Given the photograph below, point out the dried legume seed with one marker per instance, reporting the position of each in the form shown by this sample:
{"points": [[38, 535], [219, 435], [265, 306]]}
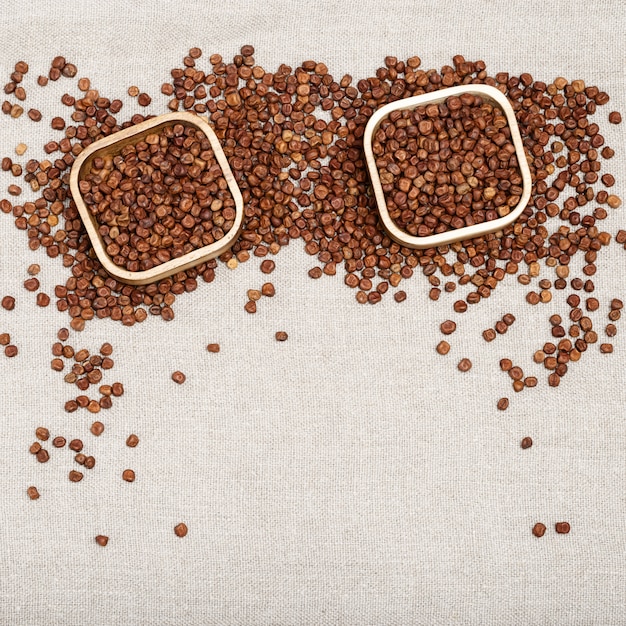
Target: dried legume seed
{"points": [[180, 530], [489, 334], [539, 529], [267, 266], [75, 476], [447, 327], [268, 290], [178, 377], [43, 434], [464, 365], [443, 347]]}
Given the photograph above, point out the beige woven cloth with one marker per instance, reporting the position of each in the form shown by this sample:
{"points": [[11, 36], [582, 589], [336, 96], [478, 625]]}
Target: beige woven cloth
{"points": [[349, 475]]}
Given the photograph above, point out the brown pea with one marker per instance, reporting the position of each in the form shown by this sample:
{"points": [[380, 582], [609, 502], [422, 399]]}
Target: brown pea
{"points": [[447, 327], [32, 284], [464, 365], [181, 530], [267, 266], [539, 529], [508, 318], [8, 303], [501, 327], [43, 299], [76, 445], [268, 290], [506, 364], [443, 347], [75, 476], [178, 377], [489, 334], [43, 434]]}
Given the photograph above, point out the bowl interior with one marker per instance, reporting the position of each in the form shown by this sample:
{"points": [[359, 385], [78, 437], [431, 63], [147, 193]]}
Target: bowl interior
{"points": [[488, 94], [112, 146]]}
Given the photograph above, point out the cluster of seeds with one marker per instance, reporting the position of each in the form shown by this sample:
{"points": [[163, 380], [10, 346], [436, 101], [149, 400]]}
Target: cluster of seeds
{"points": [[85, 371], [293, 138], [160, 199], [448, 165]]}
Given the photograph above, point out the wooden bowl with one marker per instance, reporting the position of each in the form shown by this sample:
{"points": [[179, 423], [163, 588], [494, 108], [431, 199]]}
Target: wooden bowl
{"points": [[488, 94], [112, 146]]}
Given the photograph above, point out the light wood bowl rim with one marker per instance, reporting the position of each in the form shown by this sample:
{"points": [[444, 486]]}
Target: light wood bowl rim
{"points": [[459, 234], [128, 136]]}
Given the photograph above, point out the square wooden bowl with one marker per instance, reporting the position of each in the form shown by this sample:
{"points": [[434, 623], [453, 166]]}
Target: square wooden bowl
{"points": [[488, 94], [112, 146]]}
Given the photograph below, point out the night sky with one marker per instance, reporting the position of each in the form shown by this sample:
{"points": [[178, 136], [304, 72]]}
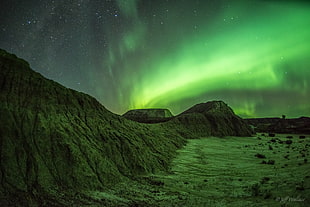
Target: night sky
{"points": [[254, 55]]}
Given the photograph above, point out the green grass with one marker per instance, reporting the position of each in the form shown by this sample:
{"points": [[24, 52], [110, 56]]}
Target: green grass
{"points": [[226, 172]]}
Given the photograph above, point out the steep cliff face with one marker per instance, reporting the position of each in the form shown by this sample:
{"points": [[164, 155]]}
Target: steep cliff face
{"points": [[213, 118], [148, 115], [55, 142]]}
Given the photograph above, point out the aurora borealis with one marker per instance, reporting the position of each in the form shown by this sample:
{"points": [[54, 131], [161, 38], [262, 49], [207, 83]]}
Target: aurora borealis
{"points": [[254, 55]]}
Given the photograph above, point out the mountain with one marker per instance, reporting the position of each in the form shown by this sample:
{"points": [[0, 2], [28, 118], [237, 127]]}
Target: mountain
{"points": [[57, 143], [281, 125], [214, 118], [149, 115]]}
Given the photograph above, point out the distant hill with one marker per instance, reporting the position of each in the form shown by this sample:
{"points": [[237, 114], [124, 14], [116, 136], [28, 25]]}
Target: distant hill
{"points": [[214, 118], [149, 115], [281, 125], [56, 143]]}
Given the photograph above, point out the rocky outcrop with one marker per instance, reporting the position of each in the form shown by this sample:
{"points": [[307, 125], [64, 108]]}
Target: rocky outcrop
{"points": [[56, 143], [213, 118], [281, 125], [149, 115]]}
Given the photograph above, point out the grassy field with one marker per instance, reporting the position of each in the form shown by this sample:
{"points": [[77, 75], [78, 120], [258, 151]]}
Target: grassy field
{"points": [[230, 171]]}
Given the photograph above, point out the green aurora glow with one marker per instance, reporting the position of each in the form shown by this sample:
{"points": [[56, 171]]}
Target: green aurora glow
{"points": [[248, 64], [252, 54]]}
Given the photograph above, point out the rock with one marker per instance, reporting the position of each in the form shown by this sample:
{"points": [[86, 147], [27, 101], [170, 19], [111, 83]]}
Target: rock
{"points": [[56, 142], [149, 115]]}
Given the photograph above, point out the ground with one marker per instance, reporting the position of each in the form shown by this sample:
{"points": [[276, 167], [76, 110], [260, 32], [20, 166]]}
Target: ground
{"points": [[230, 171]]}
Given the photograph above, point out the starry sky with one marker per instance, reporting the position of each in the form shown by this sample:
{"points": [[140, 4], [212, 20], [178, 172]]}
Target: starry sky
{"points": [[254, 55]]}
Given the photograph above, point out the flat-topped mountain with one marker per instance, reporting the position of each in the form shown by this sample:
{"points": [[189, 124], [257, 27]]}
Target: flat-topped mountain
{"points": [[281, 125], [149, 115]]}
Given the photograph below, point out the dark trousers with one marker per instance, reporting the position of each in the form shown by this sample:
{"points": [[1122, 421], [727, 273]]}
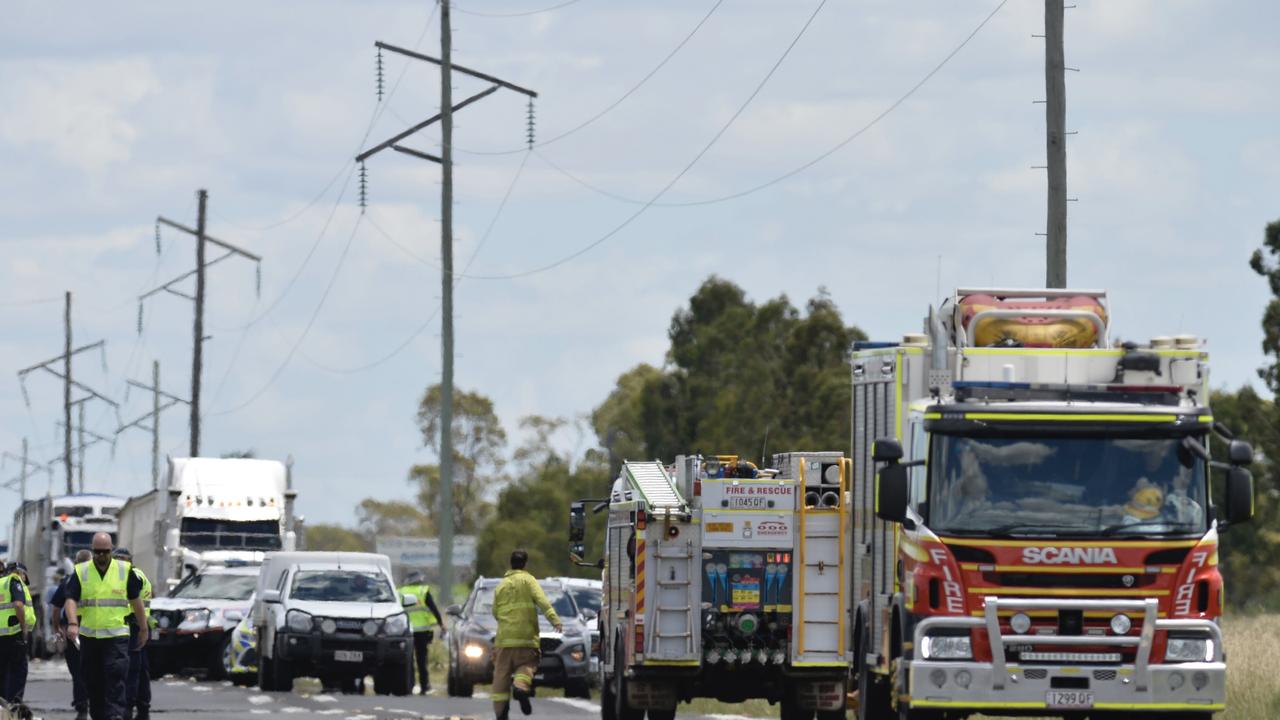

+--

- [Written instruction] Can you reproduce all of the entries above word for word, leaving out the pictures?

- [The solution]
Given the photograph below, point out the dried legume seed with one marker per instance, reporting the position of each in the form shown by this sample:
{"points": [[38, 535], [219, 435], [265, 306]]}
Target: dried legume seed
{"points": [[180, 530], [489, 334], [539, 529], [267, 266], [75, 476], [447, 327], [268, 290], [178, 377], [43, 434], [464, 365], [443, 347]]}
Given the photograph above, point out the beige woven cloth with one marker per instance, reporting the position of each in the form shown by this sample:
{"points": [[11, 36], [582, 589], [336, 96], [478, 625]]}
Target: beige woven cloth
{"points": [[349, 475]]}
Given the photograph above, point out the brown pea with one marker per instance, reporting the position of each in the form shown by this sample:
{"points": [[380, 582], [609, 502], [422, 399]]}
Target: brown pea
{"points": [[447, 327], [32, 284], [464, 365], [181, 530], [267, 266], [539, 529], [508, 318], [8, 303], [501, 327], [43, 299], [76, 445], [268, 290], [506, 364], [443, 347], [75, 476], [178, 377], [489, 334], [43, 434]]}
Given the photograph above, point out the bowl interior with one marker per instance, reporting the position of each in the form shown by this sample:
{"points": [[359, 385], [78, 437], [431, 63], [147, 193]]}
Target: bowl interior
{"points": [[488, 94], [112, 146]]}
Given the photograph above, point out the cluster of seeds with one marker per instance, reporting the position of each in the form shown by this sample:
{"points": [[163, 380], [10, 346], [436, 101], [149, 400]]}
Target: cluster of seeds
{"points": [[85, 371], [293, 138], [160, 199], [448, 165]]}
Given the photograph above, point out the wooden bowl with one marker per instance, reporting the position of each in the form shown by this sample:
{"points": [[179, 423], [163, 588], [494, 108], [431, 199]]}
Target: wooden bowl
{"points": [[488, 94], [112, 146]]}
Given the photograph above, point out the light wood bowl rim with one marker per instance, reporting the position of each in the form shown by this sample:
{"points": [[444, 486]]}
Target: light wood bowl rim
{"points": [[459, 234], [128, 136]]}
Given the photograph above, point out the square wooden bowl with one marker per instance, reporting the position of each in the form shown by this sample:
{"points": [[434, 623], [453, 166]]}
Target: square wooden bowl
{"points": [[488, 94], [112, 146]]}
Given the photograph below, point out the night sky with one marker per instance, reporting the position of each in the form shown by this sample:
{"points": [[178, 136], [304, 72]]}
Target: night sky
{"points": [[254, 55]]}
Given the photograph above, point out the green grass with one marker per instance, reporting the position of each in the form shown by this sample:
{"points": [[24, 52], [110, 56]]}
Target: green grass
{"points": [[226, 172]]}
Given the photograph above, point out the steep cliff face with one marker per instance, reporting the position of each in the form shown by this sample:
{"points": [[164, 155]]}
Target: steep cliff face
{"points": [[213, 118], [148, 115], [55, 142]]}
Given the photograph above, point out the aurora borealis with one marker per instance, reporting the position of each in the form shown by this sample:
{"points": [[54, 131], [161, 38], [262, 49], [207, 83]]}
Target: aurora borealis
{"points": [[254, 55]]}
Given the photograph above, point out the mountain with one marker per instance, reporting the position of each in the form shown by this sample:
{"points": [[0, 2], [28, 118], [237, 127]]}
Target: mountain
{"points": [[57, 143], [281, 125], [214, 118], [149, 115]]}
Given the photograph above, point out the distant hill with one marker per instance, reporting the position of each in the form shown by this sample:
{"points": [[237, 114], [124, 14], [116, 136], [28, 25]]}
Target: distant hill
{"points": [[214, 118], [149, 115], [281, 125], [56, 143]]}
Given the photograph above, point out the rocky outcrop with one marker per instance, reporting the position of each in the form shown by this sample:
{"points": [[307, 125], [64, 108]]}
Target: rocky outcrop
{"points": [[56, 143], [213, 118], [281, 125], [149, 115]]}
Given the photograph above, point out the grassy field with one marker per instance, reporting the position of each in the form shown by this sample:
{"points": [[77, 75], [78, 120], [258, 151]]}
Target: grassy field
{"points": [[230, 171]]}
Given the photograph above, point out the green aurora glow with one marker per instance, reporting the position of each in the form shown by this sample:
{"points": [[56, 171]]}
Target: green aurora glow
{"points": [[248, 64], [252, 54]]}
Given the photograph above, point out the rock with one marker per instance, reporting the position of each in the form shown by this sample:
{"points": [[86, 147], [27, 101], [170, 19], [111, 83]]}
Target: rock
{"points": [[56, 142], [149, 115]]}
Given the photograph above, point out the ground with one marker per instance, reporting the position of each in the form shown by this sample:
{"points": [[276, 167], [76, 110], [260, 32], [20, 166]]}
Target: ground
{"points": [[230, 171]]}
Given the photograph above, point out the starry sky with one marker per instance, reporting the position of each in the form shown by this sample:
{"points": [[140, 4], [212, 20], [178, 172]]}
Target: starry sky
{"points": [[254, 55]]}
Given the photograph above, point out the flat-topped mountain with one marker per instance, reporting the position of each in the form shown by this sample:
{"points": [[189, 124], [257, 27]]}
Target: flat-topped mountain
{"points": [[281, 125], [149, 115]]}
Given the photograph below, point out the dark trousers with one marker per instance, reporting the position of each in the form shown by this sample:
{"points": [[1122, 421], [727, 273]]}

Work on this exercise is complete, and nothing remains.